This Present Darkness is a Christian novel by suspense, horror, and fantasy author Frank E. Peretti.  Published in 1986 by Crossway Books, This Present Darkness was Peretti's first published novel for adults and shows contemporary views on angels, demons, prayer, and spiritual warfare as demons and angels interact and struggle for control of the citizens of the small town of Ashton. It is critical of Eastern and New Age spiritual practices, portraying meditation as a means of demonic possession.

Sales were initially slow but jumped dramatically after singer Amy Grant promoted the book. The book has sold in excess of 2.7 million copies worldwide  and remained on the Christian Booksellers Association top best sellers list for over 150 consecutive weeks after its release. 

Its title comes from Ephesians 6:12 (RSV).  "For we are not contending against flesh and blood, but against the principalities, against the powers, against the world rulers of this present darkness, against the spiritual hosts of wickedness in the heavenly places."

Peretti followed This Present Darkness up with a sequel in 1988, Piercing the Darkness.

Plot summary
This Present Darkness takes place in the small college town of Ashton. Bernice Kreuger, a reporter for the Clarion, Ashton's town newspaper, is falsely arrested on prostitution charges after taking a photograph at the annual Ashton Summer Festival. When she is released the next day, she discovers that the film in her camera was destroyed.

Marshall Hogan, owner/editor-in-chief of the Clarion decides to go to the town police station/courthouse and confront Alf Brummel, the police chief, about the incident. Brummel denies any wrongdoing on behalf of the police department and insists it was all a mistake. Brummel then advises Marshall to drop the matter. Marshall does not fall for Brummel's story and, ignoring Brummel's advice, begins an investigation.

As the investigation continues, Marshall and Bernice begin to realize that they are onto something much bigger than they thought. They slowly uncover a plot to take over the town by buying the college, which is being carried out by The Universal Consciousness Society, a powerful New Age group. When the Society decides Marshall has found out too much they take the Clarion, and his house. They also falsely accuse him of murder, adultery, and molesting his daughter, who attends the college and who unwittingly has been pulled into the Society. When he and Bernice are caught in a desperate attempt to keep society from winning out, he is arrested and thrown in jail, and she escapes, running off to find help.

Meanwhile, Hank Busche, the unwanted pastor of the little Ashton Community Church discovers that there are many demons in the town and wonders why they have all congregated here. When he gets to be a nuisance to the demons they have the Society falsely arrest him for rape.

Hank and Marshall meet in jail. They compare stories and finally put both halves of the puzzle together.

During the time that this is happening, the story takes on a spiritual dimension—revealing a perspective based on the idea of unseen forces at work. The angels who wage warfare for the souls of mankind look and act similarly to humans—they have names, they are in charge of specific regions of earth, and they are propelled by heavenly forces that often manifest as wings. They wear armor and wield weapons forged in heaven—most notably, swords. Demons, as well, are depicted as being ink-like shadows in the darkness, flowing from shadow to shadow, until the time comes when they truly reveal themselves as monstrous beasts with bat-wings and armor. Their spiritual combat spans from one-on-one battles to vast armies charging into each other in the "unseen realms" above us.

* _GIVEN EXERCISE A_: In the article on This Present Darkness, where does the novel's title come from?

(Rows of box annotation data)
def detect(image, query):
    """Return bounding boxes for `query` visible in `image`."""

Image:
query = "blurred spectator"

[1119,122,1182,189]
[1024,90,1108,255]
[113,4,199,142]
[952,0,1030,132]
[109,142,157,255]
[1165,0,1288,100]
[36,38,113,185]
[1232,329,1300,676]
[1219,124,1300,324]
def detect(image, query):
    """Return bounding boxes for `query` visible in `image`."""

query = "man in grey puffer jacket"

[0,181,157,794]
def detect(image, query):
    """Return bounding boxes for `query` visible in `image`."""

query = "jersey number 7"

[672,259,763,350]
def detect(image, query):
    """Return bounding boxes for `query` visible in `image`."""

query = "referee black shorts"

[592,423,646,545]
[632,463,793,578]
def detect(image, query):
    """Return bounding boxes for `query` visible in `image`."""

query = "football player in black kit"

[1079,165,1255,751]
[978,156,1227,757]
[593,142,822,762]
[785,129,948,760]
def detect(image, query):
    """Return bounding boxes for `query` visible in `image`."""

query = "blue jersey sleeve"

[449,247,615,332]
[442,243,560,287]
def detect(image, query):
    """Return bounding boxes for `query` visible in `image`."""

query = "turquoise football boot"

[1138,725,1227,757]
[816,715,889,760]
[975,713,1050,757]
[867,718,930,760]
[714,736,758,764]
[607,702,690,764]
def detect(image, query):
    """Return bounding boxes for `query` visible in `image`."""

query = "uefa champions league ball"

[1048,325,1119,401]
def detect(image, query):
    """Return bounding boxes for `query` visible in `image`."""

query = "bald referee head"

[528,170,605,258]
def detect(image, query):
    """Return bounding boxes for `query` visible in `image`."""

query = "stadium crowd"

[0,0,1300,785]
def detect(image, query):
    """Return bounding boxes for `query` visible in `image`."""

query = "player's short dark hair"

* _GIVEN EXERCISE B_: Please recast the rows as a Markdown table with the columns No. and Line. Start at the first line of the rows and run through the line holding "[1232,329,1300,676]", inclusive, and leave out blank lines.

* _WRITTEN RESPONSE A_: The title comes from Ephesians 6:12 (RSV). That verse says the struggle is not against flesh and blood but against spiritual powers, including "the world rulers of this present darkness."

* _WRITTEN RESPONSE B_:
| No. | Line |
|---|---|
| 1 | def detect(image, query): |
| 2 |     """Return bounding boxes for `query` visible in `image`.""" |
| 3 | Image: |
| 4 | query = "blurred spectator" |
| 5 | [1119,122,1182,189] |
| 6 | [1024,90,1108,255] |
| 7 | [113,4,199,142] |
| 8 | [952,0,1030,132] |
| 9 | [109,142,157,255] |
| 10 | [1165,0,1288,100] |
| 11 | [36,38,113,185] |
| 12 | [1232,329,1300,676] |